**Exercise text:**
-- Opening Marker --

Q: What is CUDA?
CUDA® is a parallel computing platform and programming model that enables dramatic increases in computing performance by harnessing the power of the graphics processing unit (GPU).
Since its introduction in 2006, CUDA has been widely deployed through thousands of applications and published research papers, and supported by an installed base of hundreds of millions of CUDA-enabled GPUs in notebooks, workstations, compute clusters and supercomputers. Applications used in astronomy, biology, chemistry, physics, data mining, manufacturing, finance, and other computationally intense fields are increasing using CUDA to deliver the benefits of GPU acceleration.
Q: What is NVIDIA Tesla™?
With the world’s first teraflop many-core processor, NVIDIA® Tesla™ computing solutions enable the necessary transition to energy efficient parallel computing power. With thousands of CUDA cores per processor , Tesla scales to solve the world’s most important computing challenges—quickly and accurately.
Q: What is OpenACC?
OpenACC is an open industry standard for compiler directives or hints which can be inserted in code written in C or Fortran enabling the compiler to generate code which would run in parallel on multi-CPU and GPU accelerated system. OpenACC directives are easy and powerful way to leverage the power of GPU Computing while keeping your code compatible for non-accelerated CPU only systems. Learn more at /openacc.
Q: What kind of performance increase can I expect using GPU Computing over CPU-only code?
This depends on how well the problem maps onto the architecture. For data parallel applications, accelerations of more than two orders of magnitude have been seen. You can browse research, developer, applications and partners on our CUDA In Action Page
Q: Which GPUs support running CUDA-accelerated applications?
CUDA is a standard feature in all NVIDIA GeForce, Quadro, and Tesla GPUs as well as NVIDIA GRID solutions. A full list can be found on the CUDA GPUs Page.
Q: What is the "compute capability"?
The compute capability of a GPU determines its general specifications and available features. For a details, see the Compute Capabilities section in the CUDA C Programming Guide.
Q: Where can I find a good introduction to parallel programming?
There are several university courses online, technical webinars, article series and also several excellent books on parallel computing. These can be found on our CUDA Education Page.
Q: Will I have to re-write my CUDA Kernels when the next new GPU architecture is released?
No. CUDA C/C++ provides an abstraction; it’s a means for you to express how you want your program to execute. The compiler generates PTX code which is also not hardware specific. At run-time the PTX is compiled for a specific target GPU - this is the responsibility of the driver which is updated every time a new GPU is released. It is possible that changes in the number of registers or size of shared memory may open up the opportunity for further optimization but that's optional. So write your code now, and enjoy it running on future GPU's
Q: Does CUDA support multiple graphics cards in one system?
Yes. Applications can distribute work across multiple GPUs. This is not done automatically, however, so the application has complete control. See the "multiGPU" example in the GPU Computing SDK for an example of programming multiple GPUs.
Q: Where can I find more information on NVIDIA GPU architecture?
Two good places to start are:
Q: I think I've found a bug in CUDA, how do I report it?
Sign up as a CUDA registered developer, once your application has been approved you can file bugs which will be reviewed by NVIDIA engineering.
Your bug report should include a simple, self-contained piece of code that demonstrates the bug, along with a description of the bug and the expected behavior.

-- Closing Marker --

**Apply what you read:**
**A)** Answer these questions from the CUDA FAQ:
(i) In what year was CUDA introduced?
(ii) Code in which programming languages can take OpenACC directives?
(iii) Besides a description of the bug and the expected behavior, what should a CUDA bug report include?
**B)** According to the CUDA FAQ, why won't CUDA kernels need to be rewritten when a new GPU architecture is released?

**Supplied data:**
-- Opening Marker --

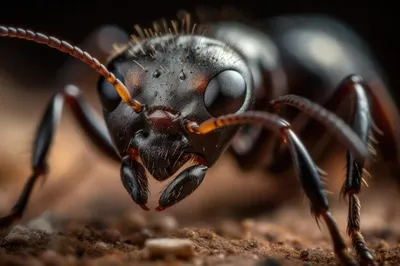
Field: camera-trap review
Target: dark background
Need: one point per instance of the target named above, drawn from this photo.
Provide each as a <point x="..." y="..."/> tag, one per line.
<point x="73" y="20"/>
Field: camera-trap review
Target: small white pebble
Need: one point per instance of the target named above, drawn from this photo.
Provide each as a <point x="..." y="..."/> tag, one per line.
<point x="18" y="235"/>
<point x="101" y="246"/>
<point x="166" y="247"/>
<point x="42" y="223"/>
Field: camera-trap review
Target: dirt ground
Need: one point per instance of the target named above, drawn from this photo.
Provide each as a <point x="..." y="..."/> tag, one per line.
<point x="288" y="236"/>
<point x="82" y="215"/>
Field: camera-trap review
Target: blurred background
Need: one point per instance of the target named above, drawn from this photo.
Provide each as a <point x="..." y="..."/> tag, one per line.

-- Closing Marker --

**Task results:**
**A)**
(i) 2006.
(ii) C or Fortran.
(iii) A simple, self-contained piece of code that demonstrates the bug.

**B)** CUDA C/C++ provides an abstraction, and the compiler generates PTX code that is not hardware specific. At run time, the PTX is compiled for the specific target GPU. That is the driver's job, and the driver is updated every time a new GPU is released.